- _ESTRATTO DEL DOCUMENTO_:
-----

La morte di Serena Mollicone è avvenuta per mettere a tacere la giovane. Non ha dubbi la procura di Cassino che nel ricorso presentato presso la Corte d’Appello ricostruisce l’intero omicidio. “Nessuno ha riferito i fatti come realmente accaduti; l’unica persona che avrebbe potuto raccontare l’accaduto sarebbe stata proprio la povera Serena Mollicone. Probabilmente è per questo che chi ha ucciso Serena Mollicone l’ha simbolicamente messa a tacere (le ha ‘chiuso la bocca’), sebbene non le abbia del tutto impedito di ‘parlare’ attraverso le tracce che il trascorrere inesorabile del tempo e le numerose ‘vicissitudini’ susseguitesi non hanno ciononostante cancellato”.
L’atto con cui è stata impugnata la sentenza assolutoria di primo grado dello scorso luglio per l’omicidio della 18enne di Arce porta la firma del procuratore capo di Cassino, Luciano d’Emmanuele e del sostituto procuratore Maria Beatrice Siravo. “Si può ritenere – è la conclusione dei pm che chiedono la riforma totale della sentenza – che la condotta dei Mottola (tutti concorrenti sul piano materiale e morale) è stata, dunque, non solo assolutamente anti-doverosa ma anche caratterizzata da pervicacia e spietatezza, specie nel nascondere quanto realmente accaduto”.
E la decisione della Corte d’Assise di Cassino, di assolvere i cinque imputati (l’ex comandante della caserma di Arce, Franco Mottola, la moglie Anna Maria e il figlio Marco, tutti e tre accusati di omicidio e due carabinieri accusati di favoreggiamento) va totalmente riformata “perché la motivazione è contraddittoria e/o manifestamente illogica e in alcuni casi mancante o apparente”. La Procura di Cassino ha costruito il ricorso in Appello anche sulla credibilità delle dichiarazioni rilasciate dal brigadiere Santino Tuzi e suffragate dai riscontri medico-legali e tecnico scientifici.

-----

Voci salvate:

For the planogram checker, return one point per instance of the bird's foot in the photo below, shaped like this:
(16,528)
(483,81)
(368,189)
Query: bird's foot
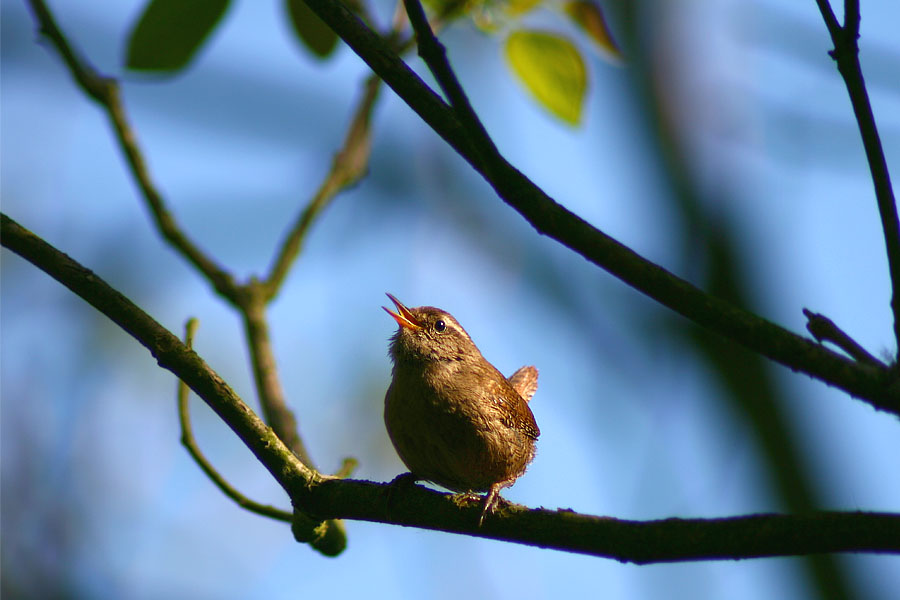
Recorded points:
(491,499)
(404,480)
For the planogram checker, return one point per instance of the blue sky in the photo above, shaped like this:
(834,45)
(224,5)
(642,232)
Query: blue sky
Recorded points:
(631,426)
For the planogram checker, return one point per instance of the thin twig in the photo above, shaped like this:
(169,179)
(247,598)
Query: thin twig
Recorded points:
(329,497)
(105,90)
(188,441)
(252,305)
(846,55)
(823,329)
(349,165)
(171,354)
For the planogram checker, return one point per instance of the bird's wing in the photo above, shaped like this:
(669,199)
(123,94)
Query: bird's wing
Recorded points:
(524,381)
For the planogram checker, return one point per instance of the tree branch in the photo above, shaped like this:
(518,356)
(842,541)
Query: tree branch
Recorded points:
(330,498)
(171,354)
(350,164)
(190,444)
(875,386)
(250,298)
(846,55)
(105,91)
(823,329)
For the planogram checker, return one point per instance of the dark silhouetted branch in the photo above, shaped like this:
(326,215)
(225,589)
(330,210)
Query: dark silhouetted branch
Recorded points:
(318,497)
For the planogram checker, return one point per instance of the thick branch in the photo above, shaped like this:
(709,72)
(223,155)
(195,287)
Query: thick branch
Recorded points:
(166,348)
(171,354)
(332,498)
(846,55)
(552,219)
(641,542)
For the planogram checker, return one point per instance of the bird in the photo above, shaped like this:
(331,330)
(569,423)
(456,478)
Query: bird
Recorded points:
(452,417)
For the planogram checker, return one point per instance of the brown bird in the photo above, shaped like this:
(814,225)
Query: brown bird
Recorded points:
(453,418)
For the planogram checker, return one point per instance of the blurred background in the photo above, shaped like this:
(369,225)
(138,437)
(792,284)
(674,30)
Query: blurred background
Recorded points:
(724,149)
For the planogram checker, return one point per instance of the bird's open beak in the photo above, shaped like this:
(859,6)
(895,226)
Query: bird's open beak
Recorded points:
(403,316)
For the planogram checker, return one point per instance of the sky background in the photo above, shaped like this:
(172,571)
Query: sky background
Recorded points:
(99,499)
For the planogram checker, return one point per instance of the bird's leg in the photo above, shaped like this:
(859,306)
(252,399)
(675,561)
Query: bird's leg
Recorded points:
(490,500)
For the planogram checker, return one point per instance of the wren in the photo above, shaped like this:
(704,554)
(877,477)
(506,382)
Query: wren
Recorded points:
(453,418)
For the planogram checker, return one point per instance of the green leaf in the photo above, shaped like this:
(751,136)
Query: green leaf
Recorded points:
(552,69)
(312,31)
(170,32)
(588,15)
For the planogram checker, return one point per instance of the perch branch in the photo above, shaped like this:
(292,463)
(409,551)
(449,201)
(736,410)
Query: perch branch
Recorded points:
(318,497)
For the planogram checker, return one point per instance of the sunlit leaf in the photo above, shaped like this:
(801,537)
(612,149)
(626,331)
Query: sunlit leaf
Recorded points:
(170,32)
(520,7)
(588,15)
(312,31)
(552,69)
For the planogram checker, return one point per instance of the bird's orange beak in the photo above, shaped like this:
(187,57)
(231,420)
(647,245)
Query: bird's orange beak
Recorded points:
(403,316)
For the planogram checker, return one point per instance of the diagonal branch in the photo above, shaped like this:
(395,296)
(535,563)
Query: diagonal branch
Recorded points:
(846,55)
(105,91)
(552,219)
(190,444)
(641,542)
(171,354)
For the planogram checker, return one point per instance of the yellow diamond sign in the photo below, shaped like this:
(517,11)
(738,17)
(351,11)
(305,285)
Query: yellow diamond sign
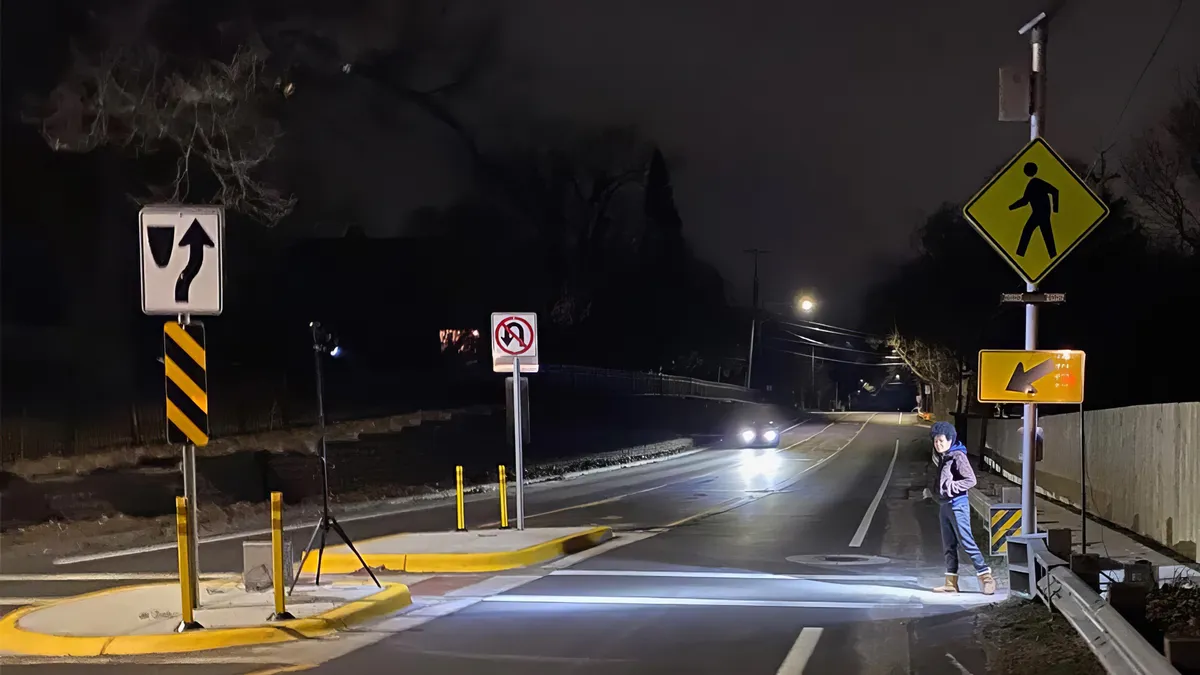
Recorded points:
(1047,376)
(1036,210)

-----

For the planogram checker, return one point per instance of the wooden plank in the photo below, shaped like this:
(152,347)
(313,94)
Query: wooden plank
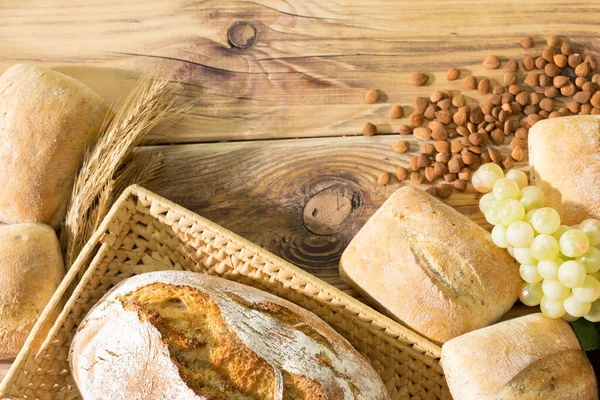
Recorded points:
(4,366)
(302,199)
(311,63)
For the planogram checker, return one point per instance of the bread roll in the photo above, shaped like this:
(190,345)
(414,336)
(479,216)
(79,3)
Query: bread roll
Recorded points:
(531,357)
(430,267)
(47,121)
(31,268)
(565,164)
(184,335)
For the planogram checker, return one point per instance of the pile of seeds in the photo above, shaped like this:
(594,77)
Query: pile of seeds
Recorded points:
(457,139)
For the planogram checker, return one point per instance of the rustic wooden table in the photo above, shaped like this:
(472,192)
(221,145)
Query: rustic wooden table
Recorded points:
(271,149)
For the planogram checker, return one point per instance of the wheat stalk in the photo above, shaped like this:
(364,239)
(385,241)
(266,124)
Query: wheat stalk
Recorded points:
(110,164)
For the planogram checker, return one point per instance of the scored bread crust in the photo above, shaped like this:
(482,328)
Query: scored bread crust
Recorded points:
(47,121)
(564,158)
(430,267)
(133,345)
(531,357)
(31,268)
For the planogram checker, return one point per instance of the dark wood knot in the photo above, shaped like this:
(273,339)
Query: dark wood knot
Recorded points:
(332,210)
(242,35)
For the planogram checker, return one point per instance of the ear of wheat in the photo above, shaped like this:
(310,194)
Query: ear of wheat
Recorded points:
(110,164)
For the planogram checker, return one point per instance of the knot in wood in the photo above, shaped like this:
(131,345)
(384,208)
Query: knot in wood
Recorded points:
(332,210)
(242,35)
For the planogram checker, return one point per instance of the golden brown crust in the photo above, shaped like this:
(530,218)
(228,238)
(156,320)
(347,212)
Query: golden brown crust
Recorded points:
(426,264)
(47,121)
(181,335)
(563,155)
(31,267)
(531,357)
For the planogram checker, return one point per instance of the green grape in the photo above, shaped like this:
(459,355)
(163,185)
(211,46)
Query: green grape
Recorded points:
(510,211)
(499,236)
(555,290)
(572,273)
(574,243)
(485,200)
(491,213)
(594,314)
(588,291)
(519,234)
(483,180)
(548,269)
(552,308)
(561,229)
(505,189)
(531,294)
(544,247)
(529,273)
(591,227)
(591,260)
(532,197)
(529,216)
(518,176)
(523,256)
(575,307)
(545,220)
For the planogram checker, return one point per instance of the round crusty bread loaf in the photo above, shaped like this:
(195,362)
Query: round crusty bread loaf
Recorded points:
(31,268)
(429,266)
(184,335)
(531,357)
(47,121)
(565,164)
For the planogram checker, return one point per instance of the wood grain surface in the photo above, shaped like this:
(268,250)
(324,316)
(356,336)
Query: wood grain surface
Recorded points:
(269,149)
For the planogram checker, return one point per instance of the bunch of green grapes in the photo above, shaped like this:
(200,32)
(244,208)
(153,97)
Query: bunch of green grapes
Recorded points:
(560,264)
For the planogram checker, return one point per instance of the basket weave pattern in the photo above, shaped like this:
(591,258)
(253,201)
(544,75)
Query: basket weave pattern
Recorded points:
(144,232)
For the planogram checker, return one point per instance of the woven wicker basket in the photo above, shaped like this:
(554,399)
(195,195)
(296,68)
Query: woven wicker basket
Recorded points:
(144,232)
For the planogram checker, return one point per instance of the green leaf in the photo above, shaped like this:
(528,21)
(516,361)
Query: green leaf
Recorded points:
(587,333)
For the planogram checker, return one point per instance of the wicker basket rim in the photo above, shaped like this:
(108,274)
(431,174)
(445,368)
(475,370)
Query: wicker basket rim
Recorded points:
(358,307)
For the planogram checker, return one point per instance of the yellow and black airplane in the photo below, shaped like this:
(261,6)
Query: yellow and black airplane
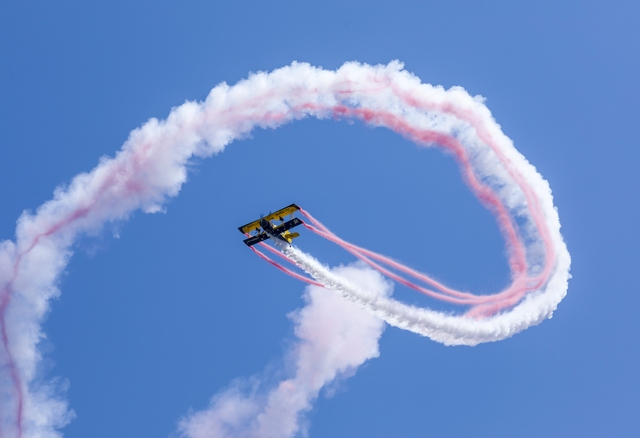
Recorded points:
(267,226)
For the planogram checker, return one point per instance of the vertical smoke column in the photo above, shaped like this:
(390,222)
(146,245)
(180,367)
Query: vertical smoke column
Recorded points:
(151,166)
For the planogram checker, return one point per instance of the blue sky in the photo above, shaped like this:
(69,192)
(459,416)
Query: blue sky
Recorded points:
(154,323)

-----

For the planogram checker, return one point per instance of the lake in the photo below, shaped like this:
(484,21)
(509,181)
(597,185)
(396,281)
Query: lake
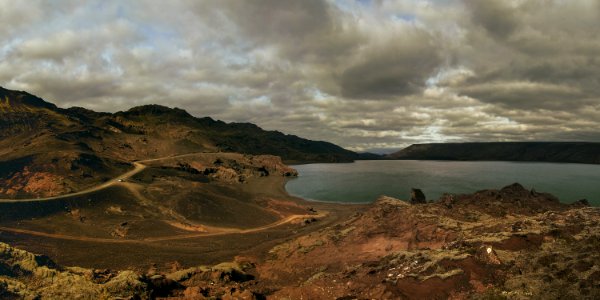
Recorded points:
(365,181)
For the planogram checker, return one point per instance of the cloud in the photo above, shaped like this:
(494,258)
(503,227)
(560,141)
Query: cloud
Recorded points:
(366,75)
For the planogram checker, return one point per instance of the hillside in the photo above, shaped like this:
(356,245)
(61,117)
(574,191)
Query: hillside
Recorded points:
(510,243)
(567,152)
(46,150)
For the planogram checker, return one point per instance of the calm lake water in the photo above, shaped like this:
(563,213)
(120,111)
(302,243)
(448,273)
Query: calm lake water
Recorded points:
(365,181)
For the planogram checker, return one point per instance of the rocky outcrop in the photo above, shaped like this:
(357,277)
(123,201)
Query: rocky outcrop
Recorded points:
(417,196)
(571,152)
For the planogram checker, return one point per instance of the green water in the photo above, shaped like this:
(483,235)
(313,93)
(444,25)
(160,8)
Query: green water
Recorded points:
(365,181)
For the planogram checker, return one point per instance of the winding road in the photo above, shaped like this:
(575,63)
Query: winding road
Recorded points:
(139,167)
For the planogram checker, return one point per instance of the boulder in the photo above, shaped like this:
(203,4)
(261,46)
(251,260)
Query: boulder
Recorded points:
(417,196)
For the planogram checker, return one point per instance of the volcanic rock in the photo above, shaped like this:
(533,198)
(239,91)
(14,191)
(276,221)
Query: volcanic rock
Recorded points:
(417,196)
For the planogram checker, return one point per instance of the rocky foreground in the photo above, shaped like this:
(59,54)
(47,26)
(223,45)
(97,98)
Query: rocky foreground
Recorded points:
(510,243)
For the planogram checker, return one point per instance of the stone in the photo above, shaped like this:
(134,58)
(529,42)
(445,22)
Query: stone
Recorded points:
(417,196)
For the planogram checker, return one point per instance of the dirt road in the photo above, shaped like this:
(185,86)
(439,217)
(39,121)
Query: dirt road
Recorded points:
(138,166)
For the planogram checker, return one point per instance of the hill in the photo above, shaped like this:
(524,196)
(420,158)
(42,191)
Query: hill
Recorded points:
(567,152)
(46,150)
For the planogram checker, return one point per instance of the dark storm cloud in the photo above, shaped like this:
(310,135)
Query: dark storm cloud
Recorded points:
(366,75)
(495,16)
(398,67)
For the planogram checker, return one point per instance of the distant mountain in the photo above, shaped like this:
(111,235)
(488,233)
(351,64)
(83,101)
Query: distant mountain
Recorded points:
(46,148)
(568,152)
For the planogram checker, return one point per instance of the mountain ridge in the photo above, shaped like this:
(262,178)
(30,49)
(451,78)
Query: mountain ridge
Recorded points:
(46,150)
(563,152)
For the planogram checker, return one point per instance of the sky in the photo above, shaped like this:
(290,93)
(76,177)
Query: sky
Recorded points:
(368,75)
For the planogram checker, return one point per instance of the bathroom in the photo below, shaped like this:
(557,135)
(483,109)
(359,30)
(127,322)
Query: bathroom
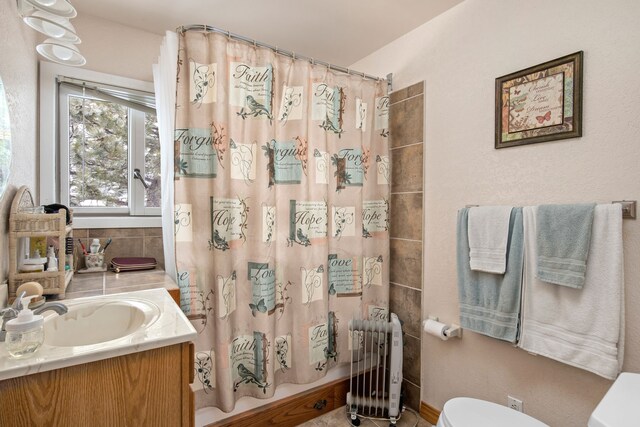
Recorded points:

-----

- _CONSEGNA_:
Le affermazioni qui sotto concordano con l'estratto sull'omicidio di Serena Mollicone? Rispondi sì o no per ciascuna e cita alla lettera le parole dell'estratto che lo decidono.
1. Il ricorso porta la firma del procuratore capo Luciano d'Emmanuele e del sostituto procuratore Maria Beatrice Siravo.
2. La Corte d'Assise di Cassino ha condannato i cinque imputati.
3. I due carabinieri erano accusati di omicidio.

- _RISULTATO DELL'ESERCIZIO_:
1. Sì: "porta la firma del procuratore capo di Cassino, Luciano d’Emmanuele e del sostituto procuratore Maria Beatrice Siravo"
2. No: "di assolvere i cinque imputati"
3. No: "due carabinieri accusati di favoreggiamento"